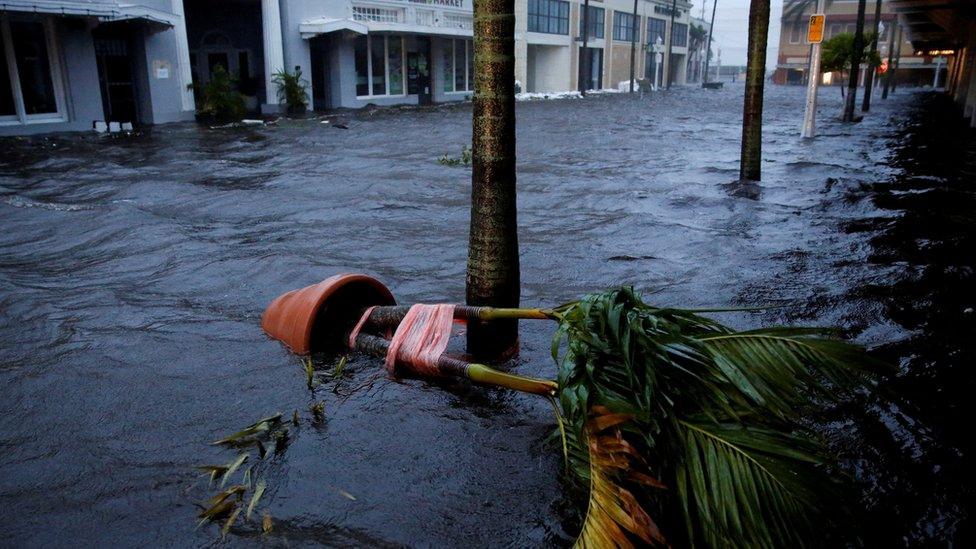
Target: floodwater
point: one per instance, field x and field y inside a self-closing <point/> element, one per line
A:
<point x="134" y="270"/>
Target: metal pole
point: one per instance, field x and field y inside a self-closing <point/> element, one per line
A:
<point x="869" y="73"/>
<point x="895" y="36"/>
<point x="674" y="7"/>
<point x="708" y="47"/>
<point x="633" y="46"/>
<point x="584" y="55"/>
<point x="894" y="75"/>
<point x="810" y="116"/>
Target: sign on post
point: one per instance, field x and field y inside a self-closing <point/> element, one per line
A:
<point x="815" y="30"/>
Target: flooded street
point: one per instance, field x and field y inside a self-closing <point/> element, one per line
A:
<point x="134" y="271"/>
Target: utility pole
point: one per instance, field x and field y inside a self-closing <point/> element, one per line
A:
<point x="633" y="46"/>
<point x="895" y="39"/>
<point x="869" y="75"/>
<point x="584" y="62"/>
<point x="813" y="82"/>
<point x="674" y="7"/>
<point x="894" y="73"/>
<point x="708" y="47"/>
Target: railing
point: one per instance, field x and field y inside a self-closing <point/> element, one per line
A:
<point x="380" y="15"/>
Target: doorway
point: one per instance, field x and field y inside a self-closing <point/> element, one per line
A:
<point x="116" y="80"/>
<point x="591" y="68"/>
<point x="418" y="71"/>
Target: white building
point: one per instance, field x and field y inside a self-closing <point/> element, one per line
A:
<point x="72" y="63"/>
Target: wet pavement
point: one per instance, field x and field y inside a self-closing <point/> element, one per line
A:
<point x="133" y="273"/>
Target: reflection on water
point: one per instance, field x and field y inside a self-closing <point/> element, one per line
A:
<point x="134" y="272"/>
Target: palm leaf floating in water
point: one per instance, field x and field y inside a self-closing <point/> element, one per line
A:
<point x="671" y="414"/>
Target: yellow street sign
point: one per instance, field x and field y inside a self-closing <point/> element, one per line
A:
<point x="815" y="30"/>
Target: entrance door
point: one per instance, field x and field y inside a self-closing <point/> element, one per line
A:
<point x="115" y="77"/>
<point x="592" y="69"/>
<point x="418" y="72"/>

* **WHAT THE TASK ASKS**: In the records, which lines use the word "pole"? Report them.

* **RESPONSE TO THE EXERCISE**:
Target: metal pole
Target: utility pole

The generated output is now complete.